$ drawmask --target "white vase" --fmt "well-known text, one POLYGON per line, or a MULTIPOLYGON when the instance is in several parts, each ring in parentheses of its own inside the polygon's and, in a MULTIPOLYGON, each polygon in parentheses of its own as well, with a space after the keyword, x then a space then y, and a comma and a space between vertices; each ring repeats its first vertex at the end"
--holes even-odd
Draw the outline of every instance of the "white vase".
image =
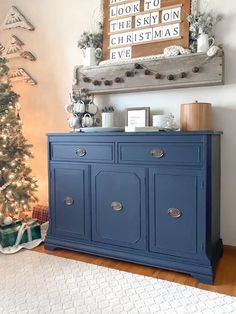
POLYGON ((102 113, 102 127, 112 128, 114 126, 114 114, 113 112, 102 113))
POLYGON ((197 39, 197 52, 207 52, 215 43, 213 37, 209 37, 205 33, 201 33, 197 39))
POLYGON ((83 49, 83 65, 84 66, 93 66, 96 65, 96 56, 95 56, 95 48, 88 47, 83 49))

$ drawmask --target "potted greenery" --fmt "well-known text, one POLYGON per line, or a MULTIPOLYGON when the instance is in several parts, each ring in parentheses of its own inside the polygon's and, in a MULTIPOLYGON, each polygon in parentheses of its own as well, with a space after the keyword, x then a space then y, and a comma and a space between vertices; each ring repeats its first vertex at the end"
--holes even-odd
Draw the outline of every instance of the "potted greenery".
POLYGON ((112 106, 102 109, 102 127, 112 128, 114 126, 114 108, 112 106))
POLYGON ((102 55, 102 23, 99 23, 99 31, 96 33, 83 32, 78 41, 78 47, 83 52, 83 65, 93 66, 98 63, 102 55))
POLYGON ((190 24, 190 48, 193 52, 207 52, 209 40, 214 44, 213 28, 222 18, 221 14, 214 16, 210 12, 201 13, 198 10, 194 10, 187 17, 190 24))

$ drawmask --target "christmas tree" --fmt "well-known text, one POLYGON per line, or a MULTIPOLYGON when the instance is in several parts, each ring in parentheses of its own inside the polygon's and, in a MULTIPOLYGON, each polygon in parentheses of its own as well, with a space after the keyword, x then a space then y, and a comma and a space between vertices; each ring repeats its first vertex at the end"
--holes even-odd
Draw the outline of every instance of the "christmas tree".
POLYGON ((0 218, 29 210, 38 188, 27 164, 32 145, 22 133, 19 95, 11 89, 8 71, 0 56, 0 218))

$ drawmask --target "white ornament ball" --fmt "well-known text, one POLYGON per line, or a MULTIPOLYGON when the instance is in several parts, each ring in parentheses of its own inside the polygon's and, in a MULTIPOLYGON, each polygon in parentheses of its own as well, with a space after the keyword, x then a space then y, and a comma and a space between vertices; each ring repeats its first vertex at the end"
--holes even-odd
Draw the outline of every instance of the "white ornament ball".
POLYGON ((12 218, 11 217, 5 217, 3 220, 4 225, 11 225, 12 224, 12 218))

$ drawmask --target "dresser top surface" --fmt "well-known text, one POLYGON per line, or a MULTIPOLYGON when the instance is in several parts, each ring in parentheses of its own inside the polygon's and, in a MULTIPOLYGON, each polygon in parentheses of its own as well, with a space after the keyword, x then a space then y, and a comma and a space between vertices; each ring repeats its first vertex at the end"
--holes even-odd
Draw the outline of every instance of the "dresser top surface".
POLYGON ((222 135, 222 131, 159 131, 159 132, 65 132, 65 133, 48 133, 48 136, 199 136, 199 135, 222 135))

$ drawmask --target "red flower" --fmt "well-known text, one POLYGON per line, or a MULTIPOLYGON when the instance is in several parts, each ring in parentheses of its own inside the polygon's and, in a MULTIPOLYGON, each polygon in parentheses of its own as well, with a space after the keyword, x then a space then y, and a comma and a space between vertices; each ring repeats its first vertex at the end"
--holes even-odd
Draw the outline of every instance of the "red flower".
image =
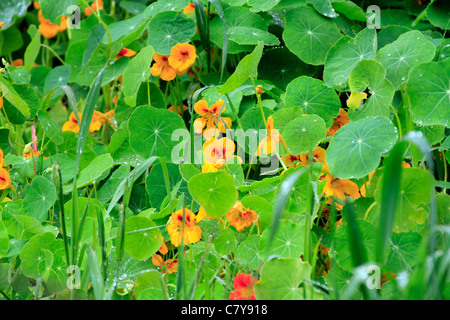
POLYGON ((230 293, 229 300, 256 300, 253 285, 258 279, 250 274, 240 273, 233 281, 234 291, 230 293))

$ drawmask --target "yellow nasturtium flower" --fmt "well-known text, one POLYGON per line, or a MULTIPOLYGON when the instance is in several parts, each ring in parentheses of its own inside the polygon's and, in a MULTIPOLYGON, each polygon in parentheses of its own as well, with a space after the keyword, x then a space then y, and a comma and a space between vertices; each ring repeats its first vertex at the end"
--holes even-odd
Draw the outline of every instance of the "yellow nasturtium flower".
POLYGON ((361 102, 367 98, 365 92, 352 92, 347 100, 347 106, 351 109, 356 109, 361 105, 361 102))
POLYGON ((167 221, 167 232, 169 233, 170 241, 175 247, 180 246, 182 240, 185 245, 196 243, 200 241, 202 236, 202 229, 197 225, 195 214, 187 208, 172 213, 169 221, 167 221))
POLYGON ((284 143, 283 137, 278 133, 278 130, 274 130, 273 118, 272 116, 269 116, 269 118, 267 118, 267 136, 258 144, 256 155, 271 155, 276 151, 279 142, 284 143))

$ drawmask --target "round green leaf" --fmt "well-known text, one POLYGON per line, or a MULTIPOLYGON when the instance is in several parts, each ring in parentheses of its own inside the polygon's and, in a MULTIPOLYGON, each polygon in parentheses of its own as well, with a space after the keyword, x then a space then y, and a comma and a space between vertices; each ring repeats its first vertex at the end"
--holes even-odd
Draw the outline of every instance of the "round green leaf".
POLYGON ((389 271, 399 273, 412 271, 420 249, 422 236, 417 232, 393 233, 386 267, 389 271))
POLYGON ((450 59, 415 66, 409 73, 406 91, 414 122, 442 124, 450 119, 450 59))
POLYGON ((237 239, 233 230, 226 229, 220 232, 220 235, 214 239, 214 248, 220 254, 230 254, 237 246, 237 239))
POLYGON ((404 26, 389 26, 381 29, 377 34, 378 50, 394 42, 400 35, 408 31, 411 29, 404 26))
POLYGON ((341 101, 331 88, 319 79, 302 76, 286 88, 286 107, 301 107, 304 114, 316 114, 330 127, 339 114, 341 101))
MULTIPOLYGON (((358 231, 361 235, 362 246, 366 251, 369 261, 375 260, 375 227, 367 221, 358 220, 358 231)), ((350 250, 349 226, 347 223, 340 225, 334 236, 332 249, 338 264, 347 271, 353 270, 352 252, 350 250)), ((332 251, 332 250, 330 250, 332 251)))
MULTIPOLYGON (((381 177, 381 180, 383 177, 381 177)), ((383 185, 381 180, 375 192, 375 200, 381 203, 383 185)), ((422 224, 428 218, 424 205, 431 200, 430 190, 434 186, 431 174, 419 168, 403 168, 400 180, 400 199, 395 211, 394 232, 408 232, 417 224, 422 224)))
POLYGON ((427 7, 427 18, 431 24, 443 30, 450 29, 450 3, 435 1, 427 7))
MULTIPOLYGON (((0 2, 0 21, 4 22, 3 30, 8 29, 11 25, 14 24, 14 20, 16 17, 22 17, 27 13, 27 9, 30 6, 30 0, 15 0, 15 1, 1 1, 0 2)), ((16 29, 17 30, 17 29, 16 29)), ((19 30, 17 30, 18 35, 20 36, 19 30)), ((0 35, 1 37, 1 35, 0 35)), ((22 37, 20 37, 22 39, 22 37)), ((9 42, 6 42, 9 44, 9 42)), ((20 47, 19 47, 20 48, 20 47)), ((3 51, 2 56, 7 55, 9 52, 3 51)))
POLYGON ((299 285, 309 279, 311 266, 300 259, 273 259, 264 263, 259 282, 254 285, 257 300, 301 300, 299 285), (276 275, 276 276, 274 276, 276 275))
POLYGON ((301 117, 303 110, 300 107, 291 107, 278 109, 272 115, 273 126, 278 129, 279 132, 283 132, 286 125, 292 120, 301 117))
POLYGON ((242 242, 236 250, 236 261, 248 266, 252 270, 257 270, 263 263, 259 251, 259 235, 251 235, 242 242))
POLYGON ((273 34, 249 27, 233 27, 228 30, 228 40, 243 45, 257 45, 259 41, 264 42, 266 46, 279 45, 280 41, 273 34))
POLYGON ((292 120, 283 131, 283 138, 291 154, 313 150, 325 138, 325 121, 315 114, 292 120))
POLYGON ((188 183, 189 192, 210 217, 223 217, 237 200, 234 179, 225 171, 199 173, 188 183))
POLYGON ((280 255, 285 258, 297 258, 303 254, 305 243, 305 226, 294 224, 291 221, 280 221, 277 231, 270 241, 272 229, 268 228, 261 236, 259 250, 261 258, 266 260, 271 255, 280 255), (268 247, 270 248, 268 250, 268 247))
POLYGON ((335 89, 345 89, 350 72, 363 59, 375 59, 375 29, 365 28, 356 37, 342 37, 330 48, 325 60, 323 79, 335 89))
POLYGON ((326 152, 333 176, 362 178, 380 164, 381 155, 397 141, 397 128, 384 117, 370 117, 343 126, 326 152))
POLYGON ((78 4, 77 0, 40 0, 42 15, 45 19, 55 23, 56 19, 62 15, 69 15, 72 12, 67 12, 70 6, 78 4))
POLYGON ((333 7, 331 6, 332 1, 330 0, 308 0, 308 2, 312 3, 314 8, 316 8, 316 10, 319 11, 325 17, 335 18, 338 16, 336 11, 334 11, 333 7))
POLYGON ((336 24, 309 7, 290 10, 285 17, 283 39, 289 50, 308 64, 324 64, 328 49, 341 37, 336 24))
POLYGON ((17 84, 29 84, 31 73, 24 67, 11 67, 10 76, 17 84))
POLYGON ((436 48, 420 31, 400 35, 391 44, 383 47, 377 55, 386 69, 388 79, 395 89, 408 81, 409 71, 416 65, 433 59, 436 48))
POLYGON ((28 187, 23 208, 31 217, 43 222, 48 217, 48 209, 56 201, 56 189, 52 182, 36 176, 28 187))
POLYGON ((132 216, 125 221, 125 251, 137 260, 147 260, 161 247, 161 231, 146 217, 132 216))
POLYGON ((64 248, 64 241, 50 232, 35 235, 20 253, 23 274, 34 279, 42 278, 52 267, 53 254, 64 248))
POLYGON ((350 73, 351 92, 363 92, 369 88, 370 97, 362 109, 350 110, 351 121, 374 116, 389 118, 389 106, 394 97, 392 84, 384 78, 386 71, 375 60, 361 60, 350 73))
MULTIPOLYGON (((2 29, 4 30, 5 26, 3 26, 2 29)), ((0 32, 0 45, 2 56, 6 56, 19 50, 23 46, 22 33, 16 27, 11 27, 0 32)))
POLYGON ((52 69, 45 78, 44 92, 66 85, 70 78, 70 65, 58 66, 52 69))
POLYGON ((183 119, 175 112, 141 106, 128 121, 130 146, 144 159, 158 156, 170 160, 172 149, 180 143, 172 141, 172 133, 185 128, 183 119))
POLYGON ((194 21, 183 12, 161 12, 148 24, 148 44, 159 54, 170 54, 177 43, 189 42, 195 30, 194 21))

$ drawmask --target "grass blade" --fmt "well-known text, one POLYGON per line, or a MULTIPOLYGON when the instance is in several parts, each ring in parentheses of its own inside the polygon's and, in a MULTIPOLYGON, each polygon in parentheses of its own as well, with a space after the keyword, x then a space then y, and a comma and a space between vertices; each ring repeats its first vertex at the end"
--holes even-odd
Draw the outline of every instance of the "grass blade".
POLYGON ((128 174, 128 176, 126 176, 125 179, 122 180, 122 182, 117 187, 116 192, 114 193, 114 195, 109 203, 108 209, 106 210, 105 218, 108 217, 111 210, 114 208, 114 206, 117 204, 117 202, 120 200, 120 198, 124 194, 125 184, 130 180, 130 178, 131 178, 131 184, 133 184, 134 181, 136 181, 136 179, 139 178, 141 176, 141 174, 143 174, 145 172, 145 170, 147 170, 148 167, 157 159, 158 159, 158 157, 152 156, 152 157, 148 158, 147 160, 144 160, 142 163, 140 163, 138 166, 136 166, 128 174))
POLYGON ((91 277, 91 284, 94 288, 95 298, 97 300, 103 300, 105 283, 103 281, 102 272, 98 265, 97 253, 91 249, 89 244, 86 244, 86 252, 88 257, 89 276, 91 277))
POLYGON ((80 160, 81 154, 83 153, 84 145, 86 144, 87 134, 89 132, 89 126, 91 125, 92 115, 94 114, 95 104, 97 101, 97 97, 100 94, 100 87, 103 79, 103 74, 105 73, 106 66, 100 70, 98 75, 95 77, 94 82, 89 90, 86 99, 86 106, 83 112, 83 117, 80 122, 80 130, 78 132, 78 140, 77 140, 77 151, 75 158, 75 169, 73 174, 73 188, 72 192, 72 263, 76 264, 77 262, 77 251, 78 247, 78 237, 77 237, 77 229, 78 229, 78 193, 77 193, 77 174, 80 168, 80 160))
POLYGON ((209 0, 209 2, 213 5, 214 10, 216 10, 217 14, 219 15, 220 19, 223 22, 222 69, 220 70, 220 81, 219 81, 219 83, 222 83, 228 56, 228 27, 225 21, 225 13, 223 12, 222 6, 220 5, 219 1, 209 0))
POLYGON ((54 163, 52 168, 53 175, 53 183, 55 184, 56 196, 58 197, 59 202, 59 223, 61 224, 61 231, 64 240, 64 252, 66 254, 66 263, 67 266, 70 266, 70 258, 69 258, 69 240, 67 238, 67 229, 66 229, 66 218, 64 214, 64 194, 62 189, 62 180, 61 180, 61 169, 59 164, 54 163))

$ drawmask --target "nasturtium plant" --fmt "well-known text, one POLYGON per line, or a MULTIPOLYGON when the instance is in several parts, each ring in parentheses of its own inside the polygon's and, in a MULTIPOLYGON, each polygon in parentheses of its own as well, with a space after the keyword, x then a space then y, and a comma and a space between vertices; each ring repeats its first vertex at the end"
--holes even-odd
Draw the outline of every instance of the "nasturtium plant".
POLYGON ((375 59, 376 48, 374 29, 365 28, 355 38, 340 38, 327 52, 323 71, 325 83, 334 89, 345 89, 353 68, 363 59, 375 59))
POLYGON ((389 119, 377 116, 351 122, 336 133, 327 149, 330 172, 342 179, 362 178, 378 167, 381 155, 396 140, 397 129, 389 119))
POLYGON ((389 118, 395 91, 385 77, 386 71, 375 60, 361 60, 352 70, 349 78, 351 92, 364 92, 368 88, 370 94, 362 108, 355 109, 347 103, 352 111, 349 112, 352 121, 375 116, 389 118))
POLYGON ((448 12, 1 1, 0 300, 450 299, 448 12))
POLYGON ((308 64, 324 64, 327 51, 341 38, 336 24, 310 7, 286 14, 286 46, 308 64))
POLYGON ((448 126, 450 85, 448 78, 450 60, 427 62, 410 71, 406 90, 411 102, 413 120, 420 125, 442 124, 448 126))

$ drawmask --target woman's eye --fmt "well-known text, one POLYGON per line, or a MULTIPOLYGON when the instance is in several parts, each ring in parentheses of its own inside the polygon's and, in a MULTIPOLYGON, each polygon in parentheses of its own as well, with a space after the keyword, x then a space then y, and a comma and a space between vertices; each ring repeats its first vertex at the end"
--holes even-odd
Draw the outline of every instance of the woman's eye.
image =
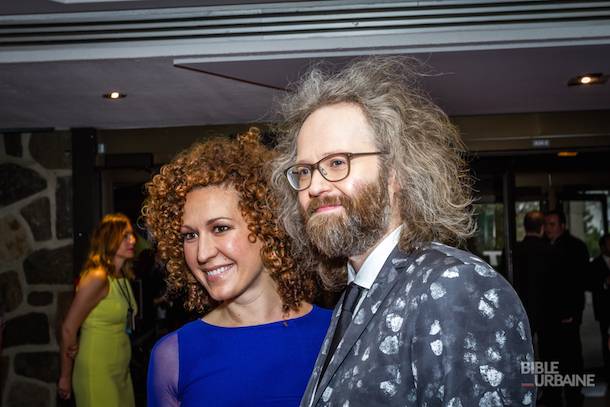
POLYGON ((231 228, 227 225, 216 225, 216 226, 214 226, 213 230, 214 230, 214 233, 223 233, 229 229, 231 229, 231 228))
POLYGON ((195 232, 184 232, 181 233, 182 241, 188 242, 189 240, 193 240, 197 237, 197 233, 195 232))

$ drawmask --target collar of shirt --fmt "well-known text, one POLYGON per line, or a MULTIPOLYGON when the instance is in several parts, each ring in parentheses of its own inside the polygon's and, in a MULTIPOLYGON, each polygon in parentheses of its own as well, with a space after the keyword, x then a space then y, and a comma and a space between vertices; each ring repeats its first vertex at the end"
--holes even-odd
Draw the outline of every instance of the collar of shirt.
POLYGON ((362 268, 356 273, 356 270, 352 265, 347 263, 347 283, 352 281, 358 284, 360 287, 364 287, 367 290, 371 289, 373 282, 377 278, 377 275, 381 271, 383 264, 388 259, 394 247, 398 244, 400 239, 400 231, 402 225, 398 226, 392 233, 387 235, 385 239, 377 245, 377 247, 368 255, 368 257, 362 263, 362 268))
POLYGON ((610 257, 606 256, 605 254, 602 254, 602 258, 606 262, 606 267, 608 267, 610 269, 610 257))

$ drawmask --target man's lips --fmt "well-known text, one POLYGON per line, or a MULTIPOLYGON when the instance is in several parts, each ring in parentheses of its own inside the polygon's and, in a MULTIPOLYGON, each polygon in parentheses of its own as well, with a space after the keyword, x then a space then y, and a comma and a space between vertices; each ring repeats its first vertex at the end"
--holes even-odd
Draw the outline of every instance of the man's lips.
POLYGON ((335 209, 339 209, 341 208, 341 205, 337 204, 337 205, 323 205, 323 206, 319 206, 314 210, 314 213, 322 213, 322 212, 329 212, 335 209))

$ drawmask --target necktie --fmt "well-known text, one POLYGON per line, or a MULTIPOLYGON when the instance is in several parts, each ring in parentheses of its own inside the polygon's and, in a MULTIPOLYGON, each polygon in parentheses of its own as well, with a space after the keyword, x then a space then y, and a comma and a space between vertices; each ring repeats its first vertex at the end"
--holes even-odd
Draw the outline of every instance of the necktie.
POLYGON ((350 283, 345 290, 343 304, 341 304, 341 315, 339 316, 339 322, 337 322, 335 334, 333 335, 333 340, 330 343, 330 348, 328 349, 328 354, 324 360, 324 365, 322 367, 322 371, 320 372, 319 379, 322 379, 322 376, 324 376, 324 372, 326 371, 330 360, 333 358, 333 354, 335 353, 335 350, 337 350, 337 346, 339 346, 339 342, 341 342, 341 338, 343 338, 345 330, 350 322, 352 322, 354 309, 356 308, 356 304, 358 304, 358 298, 360 298, 360 293, 363 290, 364 288, 360 287, 356 283, 350 283))

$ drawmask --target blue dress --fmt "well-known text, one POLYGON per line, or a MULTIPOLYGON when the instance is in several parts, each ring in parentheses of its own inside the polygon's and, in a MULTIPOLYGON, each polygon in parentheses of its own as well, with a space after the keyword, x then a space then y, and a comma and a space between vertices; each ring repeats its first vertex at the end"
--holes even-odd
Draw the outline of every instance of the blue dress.
POLYGON ((148 367, 148 406, 298 406, 331 310, 247 327, 200 319, 161 338, 148 367))

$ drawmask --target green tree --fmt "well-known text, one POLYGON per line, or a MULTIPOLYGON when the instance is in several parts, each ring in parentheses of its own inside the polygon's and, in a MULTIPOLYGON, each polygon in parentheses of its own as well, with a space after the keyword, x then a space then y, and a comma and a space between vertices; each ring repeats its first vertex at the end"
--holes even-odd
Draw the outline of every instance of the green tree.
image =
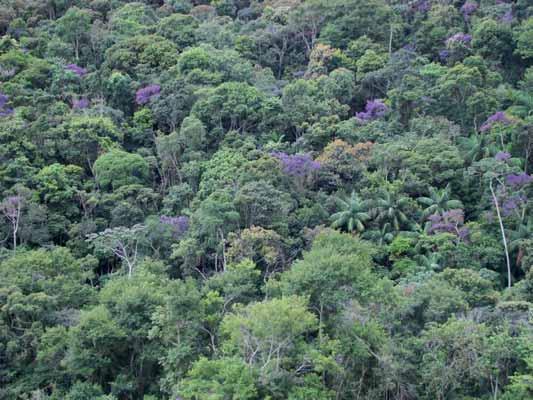
POLYGON ((81 46, 88 39, 92 14, 89 10, 71 7, 57 21, 59 35, 72 43, 76 60, 80 58, 81 46))
POLYGON ((255 371, 239 358, 201 358, 178 386, 186 400, 258 399, 255 371))
POLYGON ((94 163, 96 182, 103 189, 116 190, 121 186, 145 184, 150 176, 150 166, 138 154, 111 150, 98 157, 94 163))

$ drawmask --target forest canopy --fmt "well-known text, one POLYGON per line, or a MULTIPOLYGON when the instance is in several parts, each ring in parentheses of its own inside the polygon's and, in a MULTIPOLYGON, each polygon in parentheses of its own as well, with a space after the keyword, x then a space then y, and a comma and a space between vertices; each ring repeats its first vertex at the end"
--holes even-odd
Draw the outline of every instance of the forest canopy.
POLYGON ((530 0, 0 35, 0 400, 533 398, 530 0))

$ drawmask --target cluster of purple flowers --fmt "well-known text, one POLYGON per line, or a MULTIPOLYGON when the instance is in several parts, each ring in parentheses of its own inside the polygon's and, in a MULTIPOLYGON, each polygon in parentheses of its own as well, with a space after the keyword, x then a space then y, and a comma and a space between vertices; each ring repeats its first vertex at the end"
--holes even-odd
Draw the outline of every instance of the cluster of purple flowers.
POLYGON ((277 151, 271 155, 281 162, 283 172, 287 175, 303 177, 320 168, 320 163, 314 161, 310 154, 291 155, 277 151))
POLYGON ((383 117, 388 110, 381 100, 369 100, 366 102, 365 111, 356 113, 355 117, 361 122, 368 122, 383 117))
POLYGON ((494 159, 495 159, 496 161, 500 161, 500 162, 506 162, 506 161, 508 161, 510 158, 511 158, 511 154, 507 153, 506 151, 499 151, 499 152, 496 153, 496 155, 494 156, 494 159))
POLYGON ((465 20, 468 20, 470 19, 470 17, 472 16, 472 14, 474 14, 476 12, 476 10, 478 9, 478 4, 477 3, 474 3, 474 2, 471 2, 471 1, 467 1, 465 4, 463 4, 463 6, 461 7, 461 13, 463 14, 463 18, 465 20))
POLYGON ((154 97, 158 96, 160 92, 161 86, 159 85, 152 84, 145 86, 137 90, 137 93, 135 94, 135 101, 137 104, 146 104, 154 97))
POLYGON ((512 23, 514 20, 514 16, 513 16, 513 10, 512 9, 509 9, 505 12, 505 14, 503 14, 499 21, 503 24, 510 24, 512 23))
POLYGON ((507 118, 505 113, 503 111, 498 111, 488 117, 487 120, 483 123, 483 125, 481 125, 481 128, 479 128, 479 130, 480 132, 486 132, 490 130, 494 124, 509 125, 510 123, 511 120, 507 118))
POLYGON ((9 96, 0 92, 0 117, 7 117, 13 114, 13 109, 7 106, 9 96))
POLYGON ((452 233, 461 240, 465 240, 470 234, 468 228, 463 226, 465 217, 461 209, 445 211, 442 214, 433 214, 428 219, 431 223, 428 229, 430 234, 452 233))
POLYGON ((472 35, 469 35, 468 33, 456 33, 455 35, 450 36, 448 39, 446 39, 446 44, 448 46, 454 44, 454 43, 460 43, 463 45, 467 45, 472 41, 472 35))
POLYGON ((18 218, 22 202, 21 196, 9 196, 0 203, 0 211, 10 220, 18 218))
POLYGON ((89 107, 89 100, 86 97, 72 100, 72 108, 75 110, 83 110, 87 107, 89 107))
POLYGON ((186 215, 180 215, 178 217, 170 217, 167 215, 161 215, 159 222, 164 225, 168 225, 172 229, 172 234, 175 238, 179 238, 189 230, 189 217, 186 215))
POLYGON ((68 64, 65 66, 65 69, 67 71, 70 71, 74 73, 75 75, 79 76, 80 78, 83 78, 85 75, 87 75, 87 70, 83 67, 80 67, 76 64, 68 64))
POLYGON ((510 197, 506 197, 502 201, 502 213, 508 217, 515 210, 522 207, 527 203, 527 197, 524 194, 515 194, 510 197))
POLYGON ((428 0, 419 0, 414 6, 414 10, 419 13, 426 13, 431 10, 431 3, 428 0))
POLYGON ((533 182, 533 176, 522 172, 520 174, 510 174, 505 177, 505 183, 509 186, 519 188, 533 182))
POLYGON ((450 57, 449 50, 444 49, 444 50, 439 51, 439 58, 442 62, 447 61, 449 57, 450 57))

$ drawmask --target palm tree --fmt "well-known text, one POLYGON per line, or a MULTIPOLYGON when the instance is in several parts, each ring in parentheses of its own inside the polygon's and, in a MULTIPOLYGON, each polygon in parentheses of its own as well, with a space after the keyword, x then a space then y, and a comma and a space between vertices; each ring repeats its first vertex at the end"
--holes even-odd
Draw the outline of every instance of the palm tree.
POLYGON ((513 90, 509 95, 513 105, 509 107, 512 114, 518 115, 522 118, 529 117, 533 114, 533 94, 526 91, 513 90))
POLYGON ((394 230, 399 231, 402 225, 407 225, 409 219, 404 213, 409 204, 409 197, 401 193, 382 191, 376 200, 376 207, 372 210, 376 221, 390 223, 394 230))
POLYGON ((426 219, 430 215, 440 214, 444 211, 463 208, 463 203, 459 200, 450 199, 450 185, 444 189, 429 188, 429 197, 419 197, 418 202, 425 205, 422 217, 426 219))
POLYGON ((367 231, 363 235, 364 239, 372 240, 379 246, 389 244, 394 239, 394 233, 392 232, 391 224, 386 222, 381 229, 374 229, 367 231))
POLYGON ((330 217, 331 226, 345 229, 347 232, 363 232, 364 222, 368 221, 370 216, 366 212, 367 204, 355 194, 355 191, 348 199, 337 197, 335 202, 339 211, 330 217))
POLYGON ((419 254, 415 257, 415 261, 427 271, 439 271, 443 260, 439 253, 431 253, 429 255, 419 254))
POLYGON ((459 147, 470 164, 495 155, 499 148, 489 135, 472 135, 459 138, 459 147))

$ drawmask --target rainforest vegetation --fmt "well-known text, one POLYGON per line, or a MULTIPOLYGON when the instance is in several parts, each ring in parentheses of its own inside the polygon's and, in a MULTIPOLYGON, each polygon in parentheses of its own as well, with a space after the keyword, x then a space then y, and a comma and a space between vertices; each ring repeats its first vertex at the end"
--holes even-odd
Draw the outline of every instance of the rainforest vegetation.
POLYGON ((0 0, 0 400, 531 400, 531 0, 0 0))

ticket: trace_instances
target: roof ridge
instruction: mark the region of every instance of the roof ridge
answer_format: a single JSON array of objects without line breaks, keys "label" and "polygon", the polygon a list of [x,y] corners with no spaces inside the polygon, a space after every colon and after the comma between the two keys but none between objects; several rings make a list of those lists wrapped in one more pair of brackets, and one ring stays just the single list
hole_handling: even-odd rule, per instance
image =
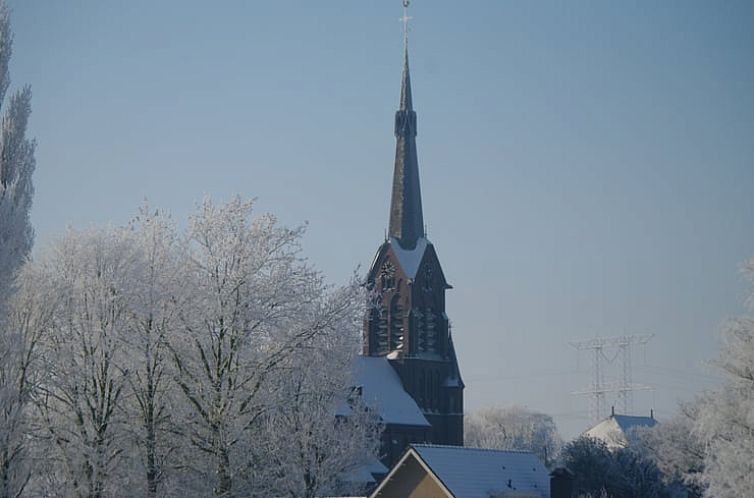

———

## Task directions
Each line in the data where the string "ridge" occurs should be identified and copied.

## Your solution
target: roof ridge
instruction: mark the region of every instance of the roof ridge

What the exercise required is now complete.